### WRITTEN TASKS
[1] From the baseball forum thread, return word for word the part that opens with the words containing "So let's say" and closes with "batter strikes out?".
[2] In the baseball forum thread, according to the run matrix, what percentage of the time are all outs exactly the same?
##### PROVIDED PASSAGE
All Forums > SimLeague Baseball > MLB > MLB: a bag of a**holes.
5/15/2014 12:15 PM
Posted by tecwrg on 5/15/2014 12:09:00 PM (view original):
Posted by bad_luck on 5/15/2014 11:37:00 AM (view original):
Posted by tecwrg on 5/15/2014 9:21:00 AM (view original):
I think we can agree that "all outs are equal, so it doesn't matter how they're made" is a pretty dumb statement.
All outs aren't perfectly equal, as we see with the run matrix. 75% of the time, all outs are exactly the same. 6% of the time, a productive out nets you a slight gain in run scoring. 19% of the time, an out in play is either neutral or a complete disaster.

If you understand baseball, you know that hitters don't get to pick and choose when and how they make their outs. Guys who avoid strikeouts and make a lot of outs in play also hit into a lot of double plays.

We can also look at it on the team level and see that there is absolutely zero correlation between run scoring and strikeout totals.
Hitters also don't get to pick and choose what happens when they put a ball in play.  BABIP says they get a hit around 30% of time time.  Actually, a little higher than that, since BABIP inexplicably excludes HR's.  Add another roughly 2% of the time, there will be an error. 

So let's say 33% of the time, something positive happens offensively when a ball is put in play.

What percentage of the time does something positive happen offensively when a batter strikes out?

You seem to be arguing on the premise that if a hitter KNOWS that putting a ball in play will result in an out, he might as well just strikeout, since an out on a BIP with a runner on first could be "a complete disaster".  Unless Nostradamus, Jean Dixon or the Amazing Kreskin is in your lineup, that's probably not a good premise to base an argument on.

BABIP inexplicably excludes HR's

Hey genius, home runs aren't "in play."
##########
##### RECORDS SUPPLIED
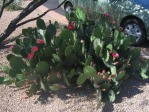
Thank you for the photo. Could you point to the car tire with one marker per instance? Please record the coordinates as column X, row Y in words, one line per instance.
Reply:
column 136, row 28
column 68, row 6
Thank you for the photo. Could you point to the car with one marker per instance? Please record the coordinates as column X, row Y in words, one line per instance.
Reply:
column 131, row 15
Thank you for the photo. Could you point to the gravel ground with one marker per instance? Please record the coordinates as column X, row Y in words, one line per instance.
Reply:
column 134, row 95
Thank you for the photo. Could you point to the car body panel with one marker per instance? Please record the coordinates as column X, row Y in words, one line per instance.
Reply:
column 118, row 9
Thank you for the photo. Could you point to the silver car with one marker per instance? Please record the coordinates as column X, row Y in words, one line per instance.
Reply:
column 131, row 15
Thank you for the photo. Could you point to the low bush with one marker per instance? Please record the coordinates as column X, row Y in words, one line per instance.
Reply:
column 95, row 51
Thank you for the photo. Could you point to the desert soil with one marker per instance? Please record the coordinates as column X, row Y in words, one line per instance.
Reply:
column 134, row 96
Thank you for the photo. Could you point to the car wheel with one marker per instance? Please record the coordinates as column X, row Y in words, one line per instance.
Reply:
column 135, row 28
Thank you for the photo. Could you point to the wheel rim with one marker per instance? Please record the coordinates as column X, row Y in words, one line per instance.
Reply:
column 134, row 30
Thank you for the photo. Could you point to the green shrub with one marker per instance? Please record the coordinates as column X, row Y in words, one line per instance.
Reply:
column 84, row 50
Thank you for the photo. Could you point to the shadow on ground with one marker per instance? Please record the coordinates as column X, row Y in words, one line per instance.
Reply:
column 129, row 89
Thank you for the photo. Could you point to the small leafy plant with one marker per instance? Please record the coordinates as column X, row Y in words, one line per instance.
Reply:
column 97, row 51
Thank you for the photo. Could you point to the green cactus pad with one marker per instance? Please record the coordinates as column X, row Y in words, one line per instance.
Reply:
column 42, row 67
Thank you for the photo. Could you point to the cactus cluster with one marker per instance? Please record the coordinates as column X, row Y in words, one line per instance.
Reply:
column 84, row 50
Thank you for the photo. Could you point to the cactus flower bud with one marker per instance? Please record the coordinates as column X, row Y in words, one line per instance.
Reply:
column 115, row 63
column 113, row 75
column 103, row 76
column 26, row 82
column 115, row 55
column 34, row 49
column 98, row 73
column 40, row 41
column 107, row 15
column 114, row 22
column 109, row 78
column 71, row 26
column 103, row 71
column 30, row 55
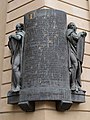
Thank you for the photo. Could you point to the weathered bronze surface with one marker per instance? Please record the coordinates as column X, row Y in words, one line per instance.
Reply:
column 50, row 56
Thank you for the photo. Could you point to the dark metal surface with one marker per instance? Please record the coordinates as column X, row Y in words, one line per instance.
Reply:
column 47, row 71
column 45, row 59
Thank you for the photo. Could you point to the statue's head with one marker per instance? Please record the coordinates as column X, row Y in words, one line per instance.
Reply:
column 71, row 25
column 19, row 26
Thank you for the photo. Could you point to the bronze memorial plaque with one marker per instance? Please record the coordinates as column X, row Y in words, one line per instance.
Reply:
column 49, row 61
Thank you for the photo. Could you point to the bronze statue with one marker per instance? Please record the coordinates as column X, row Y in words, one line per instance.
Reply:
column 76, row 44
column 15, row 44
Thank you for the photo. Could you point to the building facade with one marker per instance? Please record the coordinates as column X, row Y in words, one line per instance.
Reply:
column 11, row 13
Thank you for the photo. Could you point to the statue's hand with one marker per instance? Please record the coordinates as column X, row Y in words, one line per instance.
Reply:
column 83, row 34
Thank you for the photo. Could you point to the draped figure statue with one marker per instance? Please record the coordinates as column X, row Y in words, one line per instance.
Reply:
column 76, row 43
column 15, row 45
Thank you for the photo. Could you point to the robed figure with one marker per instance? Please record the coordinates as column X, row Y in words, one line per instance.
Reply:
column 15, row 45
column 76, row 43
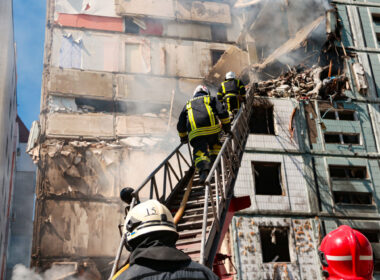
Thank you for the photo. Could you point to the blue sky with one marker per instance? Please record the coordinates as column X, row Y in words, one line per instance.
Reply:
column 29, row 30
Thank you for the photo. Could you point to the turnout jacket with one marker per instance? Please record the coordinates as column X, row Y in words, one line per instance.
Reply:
##########
### SOLUTIONS TO THE PROBLEMS
[1]
So let's say 33% of the time, something positive happens offensively when a ball is put in play.

What percentage of the time does something positive happen offensively when a batter strikes out?

[2] 75% of the time.